• What needs to be done
Transcribe the records in full, keeping every character as it is.

• Entries shown

[Start of section]

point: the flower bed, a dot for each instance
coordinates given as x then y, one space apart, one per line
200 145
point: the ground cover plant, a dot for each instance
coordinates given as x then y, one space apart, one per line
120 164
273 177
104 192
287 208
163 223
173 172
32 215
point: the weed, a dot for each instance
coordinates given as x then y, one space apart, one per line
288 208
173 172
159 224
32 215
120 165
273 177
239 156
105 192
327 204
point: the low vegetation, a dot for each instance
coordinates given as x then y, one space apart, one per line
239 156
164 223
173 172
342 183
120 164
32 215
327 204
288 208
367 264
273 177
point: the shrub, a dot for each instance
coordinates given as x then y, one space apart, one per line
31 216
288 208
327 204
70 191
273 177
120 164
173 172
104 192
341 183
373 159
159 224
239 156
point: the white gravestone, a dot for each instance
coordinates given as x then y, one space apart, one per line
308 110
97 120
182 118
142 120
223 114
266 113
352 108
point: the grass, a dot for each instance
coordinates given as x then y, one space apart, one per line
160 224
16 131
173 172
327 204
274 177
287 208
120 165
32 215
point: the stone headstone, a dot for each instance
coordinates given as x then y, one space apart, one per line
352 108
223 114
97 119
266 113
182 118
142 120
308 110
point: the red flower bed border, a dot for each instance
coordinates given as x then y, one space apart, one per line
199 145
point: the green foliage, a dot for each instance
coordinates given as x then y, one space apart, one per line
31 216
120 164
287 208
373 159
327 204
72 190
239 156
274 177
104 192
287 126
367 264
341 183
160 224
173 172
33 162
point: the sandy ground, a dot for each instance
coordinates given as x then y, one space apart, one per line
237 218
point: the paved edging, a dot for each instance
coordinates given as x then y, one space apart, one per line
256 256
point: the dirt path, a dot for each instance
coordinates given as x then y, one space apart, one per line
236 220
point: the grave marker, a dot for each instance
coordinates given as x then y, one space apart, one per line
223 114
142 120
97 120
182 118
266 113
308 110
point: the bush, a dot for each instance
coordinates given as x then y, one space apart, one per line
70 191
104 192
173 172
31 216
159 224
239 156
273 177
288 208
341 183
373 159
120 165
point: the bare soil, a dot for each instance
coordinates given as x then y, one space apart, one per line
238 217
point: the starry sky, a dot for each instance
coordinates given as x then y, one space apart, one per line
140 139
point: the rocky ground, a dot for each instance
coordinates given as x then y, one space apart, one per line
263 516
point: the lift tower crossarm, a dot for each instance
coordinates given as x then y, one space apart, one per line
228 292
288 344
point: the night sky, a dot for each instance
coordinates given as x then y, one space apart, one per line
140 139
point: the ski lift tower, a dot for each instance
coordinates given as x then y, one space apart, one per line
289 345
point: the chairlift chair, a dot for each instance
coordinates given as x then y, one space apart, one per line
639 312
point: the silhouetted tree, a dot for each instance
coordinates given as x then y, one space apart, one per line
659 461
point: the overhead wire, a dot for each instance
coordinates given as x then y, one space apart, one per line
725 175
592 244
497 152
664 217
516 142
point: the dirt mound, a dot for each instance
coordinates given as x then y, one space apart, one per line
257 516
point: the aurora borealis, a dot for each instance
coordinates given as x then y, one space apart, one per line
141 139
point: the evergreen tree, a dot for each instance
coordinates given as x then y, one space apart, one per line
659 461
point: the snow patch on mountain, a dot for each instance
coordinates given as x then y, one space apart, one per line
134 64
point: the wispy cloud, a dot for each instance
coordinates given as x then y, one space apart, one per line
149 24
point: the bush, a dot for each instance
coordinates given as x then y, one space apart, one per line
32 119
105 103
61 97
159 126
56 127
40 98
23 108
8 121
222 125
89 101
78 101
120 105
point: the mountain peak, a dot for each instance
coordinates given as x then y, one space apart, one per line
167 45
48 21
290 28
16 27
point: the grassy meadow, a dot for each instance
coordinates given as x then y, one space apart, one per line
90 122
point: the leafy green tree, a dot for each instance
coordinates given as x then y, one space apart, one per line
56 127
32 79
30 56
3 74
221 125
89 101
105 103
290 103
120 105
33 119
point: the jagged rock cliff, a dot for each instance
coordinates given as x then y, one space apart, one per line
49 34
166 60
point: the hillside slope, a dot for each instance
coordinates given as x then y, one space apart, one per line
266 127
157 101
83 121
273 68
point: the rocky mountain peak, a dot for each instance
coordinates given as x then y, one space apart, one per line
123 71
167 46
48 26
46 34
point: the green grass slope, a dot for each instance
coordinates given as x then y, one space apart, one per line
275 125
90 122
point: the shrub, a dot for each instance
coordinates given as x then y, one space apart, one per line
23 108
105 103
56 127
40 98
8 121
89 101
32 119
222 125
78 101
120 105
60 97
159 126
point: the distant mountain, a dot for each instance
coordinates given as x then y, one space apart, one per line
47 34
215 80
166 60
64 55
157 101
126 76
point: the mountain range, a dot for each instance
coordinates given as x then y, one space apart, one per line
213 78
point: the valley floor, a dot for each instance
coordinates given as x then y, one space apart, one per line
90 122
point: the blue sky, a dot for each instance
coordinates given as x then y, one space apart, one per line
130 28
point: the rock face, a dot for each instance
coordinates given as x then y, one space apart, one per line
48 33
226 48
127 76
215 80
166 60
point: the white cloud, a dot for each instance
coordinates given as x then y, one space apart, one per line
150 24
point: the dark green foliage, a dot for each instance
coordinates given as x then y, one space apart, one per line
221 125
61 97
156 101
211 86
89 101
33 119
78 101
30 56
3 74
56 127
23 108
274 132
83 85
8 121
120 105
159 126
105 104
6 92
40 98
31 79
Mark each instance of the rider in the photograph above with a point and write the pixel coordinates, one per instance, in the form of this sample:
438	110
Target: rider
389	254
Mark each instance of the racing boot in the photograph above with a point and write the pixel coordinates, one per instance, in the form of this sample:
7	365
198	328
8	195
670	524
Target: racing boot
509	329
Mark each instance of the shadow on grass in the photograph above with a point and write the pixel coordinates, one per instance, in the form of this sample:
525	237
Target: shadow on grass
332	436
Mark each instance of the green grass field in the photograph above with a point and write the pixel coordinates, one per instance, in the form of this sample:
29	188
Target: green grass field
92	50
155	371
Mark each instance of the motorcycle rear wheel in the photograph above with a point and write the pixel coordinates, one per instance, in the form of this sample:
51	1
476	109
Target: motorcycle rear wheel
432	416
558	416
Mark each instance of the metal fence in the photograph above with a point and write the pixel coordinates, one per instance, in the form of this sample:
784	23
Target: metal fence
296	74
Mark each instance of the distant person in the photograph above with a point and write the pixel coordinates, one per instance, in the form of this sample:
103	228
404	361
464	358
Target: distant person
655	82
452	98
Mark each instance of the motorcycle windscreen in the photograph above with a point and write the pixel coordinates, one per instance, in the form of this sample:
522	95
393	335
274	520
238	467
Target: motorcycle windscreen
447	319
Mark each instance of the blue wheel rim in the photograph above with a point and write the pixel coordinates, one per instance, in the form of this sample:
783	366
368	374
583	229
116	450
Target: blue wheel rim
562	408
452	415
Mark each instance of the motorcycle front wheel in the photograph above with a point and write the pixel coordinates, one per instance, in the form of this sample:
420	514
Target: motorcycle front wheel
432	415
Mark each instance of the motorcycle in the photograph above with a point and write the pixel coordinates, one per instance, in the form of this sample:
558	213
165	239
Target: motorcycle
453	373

[End of section]

• Result for this exercise
point: the flower bed, a dot for each instance
coordinates given as x then y, one space apart, one per line
200 145
point: the ground cover plant, a dot for each instance
coordinates given as x then y, one space apart, one per line
120 164
273 177
104 192
287 208
163 223
173 172
32 215
point: the weed, a dot for each instance
coordinates given as x then y, one space apart, one per line
288 208
173 172
159 224
32 215
120 165
273 177
239 156
105 192
327 204
point: the low vegetation, a dot for each instance
coordinates given as x then y, one space apart, one per line
239 156
164 223
173 172
342 183
120 164
32 215
327 204
288 208
367 264
273 177
point: the shrub, a dot for each instance
coordinates given as x then y, one space apart, one per line
31 216
288 208
327 204
70 191
273 177
120 164
173 172
104 192
341 183
373 159
159 224
239 156
point: the white gravestone, a dot for each instance
coordinates given as x then y, one space apart, one per line
308 110
97 120
182 118
142 120
223 114
266 113
352 108
point: the grass, a dot for each instance
coordinates given as x then y, one space apart, one per line
160 224
16 131
173 172
327 204
274 177
287 208
120 165
32 215
point: the stone headstone, a dot for each instance
coordinates given as x then y, one space apart, one per line
352 108
223 114
97 119
266 113
182 118
142 120
308 110
point: the red flower bed border, a dot for each instance
coordinates given as x then y, one space apart, one per line
199 145
point: the green foliage, a dot for each instance
coordinates given as x then y, one space apart, one per line
31 216
120 164
287 208
373 159
327 204
72 190
239 156
274 177
104 192
287 126
367 264
341 183
160 224
173 172
33 162
point: the sandy ground, a dot for each instance
coordinates given as x then y, one space apart, one per line
237 218
point: the paved edging, a dot for each instance
coordinates given as x then y, one space apart, one per line
256 256
point: the dirt path, a dot for each instance
coordinates given as x then y, one space apart, one per line
236 220
point: the grave marker, a dot for each instance
coordinates given as x then y, one space apart, one per line
223 114
142 120
97 120
182 118
266 113
308 110
point: the bush, a dot for each instance
coordinates given as x then y, one space apart, one per line
70 191
104 192
173 172
31 216
159 224
239 156
273 177
288 208
341 183
373 159
120 165
point: the bare soil, a dot for each instance
coordinates given as x then y, one space apart, one per line
238 217
point: the starry sky, a dot for each instance
coordinates given as x then y, one space apart, one per line
140 139
point: the rocky ground, a dot for each instance
coordinates given as x then y, one space apart, one per line
263 516
point: the lift tower crossarm, a dot for each instance
coordinates given as x then y, one space apart, one per line
228 292
288 344
point: the night sky, a dot for each instance
coordinates given as x then y, one space apart, one per line
140 139
point: the ski lift tower, a dot for each instance
coordinates given as x then y, one space apart, one per line
289 345
point: the chairlift chair, a dot for each instance
coordinates given as x then y, one space apart, one per line
639 312
point: the silhouetted tree, a dot for each instance
coordinates given as x then y, one space apart, one per line
659 461
point: the overhead wire, a dot for each instance
coordinates given as x then y, one space apart, one per line
725 175
592 244
497 152
664 217
516 142
point: the dirt mound, a dot for each instance
coordinates given as x then y, one space apart, one per line
257 516
point: the aurora borealis, a dot for each instance
coordinates given as x then y, one space apart, one per line
141 139
point: the evergreen tree, a dot for each instance
coordinates given as x then y, one space apart, one per line
659 461
point: the snow patch on mountain, a dot for each instance
coordinates given as x then y, one space apart, one per line
134 64
point: the wispy cloud, a dot for each instance
coordinates given as x then y, one space apart, one per line
149 24
point: the bush, a dot for each instance
coordinates given as x then y, one space apart, one per line
32 119
105 103
61 97
159 126
56 127
40 98
23 108
8 121
222 125
89 101
78 101
120 105
point: the mountain peak, a dot for each instance
coordinates given as x then y, one space apart, one per line
167 45
48 21
290 28
16 27
point: the grassy meadow, a dot for each instance
coordinates given as x then y, one space apart, one per line
90 122
point: the leafy green tree, a dot for each instance
coordinates given as x then y, one space apart, one per line
56 127
32 79
30 56
3 74
221 125
89 101
105 103
290 103
120 105
33 119
point: the jagged rock cliff, a dot for each instance
coordinates given as x then y, one space apart, one per line
49 34
166 60
point: the hillside slope, a dot for each instance
coordinates given as x then y, one space apart, one per line
266 127
157 101
83 121
273 68
point: the rocky mountain peak, a dot for each instance
coordinates given as x then y, one space apart, one per line
123 71
167 46
48 26
46 34
point: the green grass slope, a dot for each instance
coordinates given as x then y, one space apart, one per line
275 125
90 122
point: the shrub, a dot for each instance
coordinates given as x then y, one space apart, one per line
23 108
105 103
56 127
40 98
8 121
89 101
32 119
222 125
78 101
120 105
60 97
159 126
point: the distant mountain, a dot for each instance
coordinates given as x then y, one space apart, one per line
47 34
215 80
166 60
64 55
157 101
126 76
point: the mountain range, a dot for each instance
coordinates given as x then y, one space apart, one per line
213 78
point: the valley floor, a dot for each instance
coordinates given as x then y, one space apart, one per line
90 122
point: the blue sky, a dot for each instance
coordinates given as x then y, one space apart, one per line
130 28
point: the rock face, a dot for each instance
coordinates given as x then y, one space apart, one per line
48 33
226 48
127 76
215 80
166 60
point: the white cloud, a dot for each instance
coordinates given as x then y, one space apart, one per line
150 24
point: the dark green foliage, a dot for each instance
coordinates given as x then y, one space apart, one per line
221 125
61 97
156 101
211 86
89 101
33 119
78 101
30 56
3 74
56 127
23 108
274 132
83 85
8 121
120 105
159 126
105 104
6 92
40 98
31 79
Mark each instance of the rider in the photograph above with a point and write the pixel coordinates, one per instance, in the form of this sample:
438	110
Target: rider
389	254
Mark each instance of the racing boot in the photograph above with a point and write the pixel coordinates, one per instance, in the form of this sample:
7	365
198	328
8	195
670	524
Target: racing boot
509	329
Mark each instance of the shadow on grass in the photograph above with a point and write the pixel coordinates, one per instance, in the form of this sample:
525	237
Target: shadow on grass
332	436
Mark each instance of the green grass field in the photograph above with a point and write the pixel coordinates, one per instance, in the form of this sample:
29	188
Target: green grass field
92	50
155	371
Mark each instance of the motorcycle rear wheel in the photograph above with a point and write the pixel coordinates, one per instance, in the form of this sample:
51	1
476	109
Target: motorcycle rear wheel
432	416
558	416
Mark each instance of the metal fence in the photograph above with a point and write the pixel coordinates, one per instance, in the form of this sample:
784	23
Target: metal fence
296	74
Mark each instance of the distant person in the photograph above with a point and write the pixel coordinates, one per instance, in the form of this sample:
103	228
404	361
464	358
Target: distant person
655	82
452	98
Mark each instance of the motorcycle windscreen in the photograph above with a point and write the pixel coordinates, one per instance, in the form of this sample:
522	95
393	335
274	520
238	467
Target: motorcycle windscreen
447	319
Mark each instance of the blue wheel rim in the photograph above with a point and write the pixel coordinates, one per instance, in the form of this sample:
783	366
368	374
583	229
116	450
Target: blue wheel rim
562	408
452	415
Mark each instance of the motorcycle front wheel in the photograph above with a point and write the pixel coordinates, one per instance, in the form of this sample:
420	514
Target: motorcycle front wheel
432	415
Mark each instance of the motorcycle in the photograph above with a point and write the pixel coordinates, one per instance, in the form of this sample:
558	213
165	239
Target: motorcycle
453	373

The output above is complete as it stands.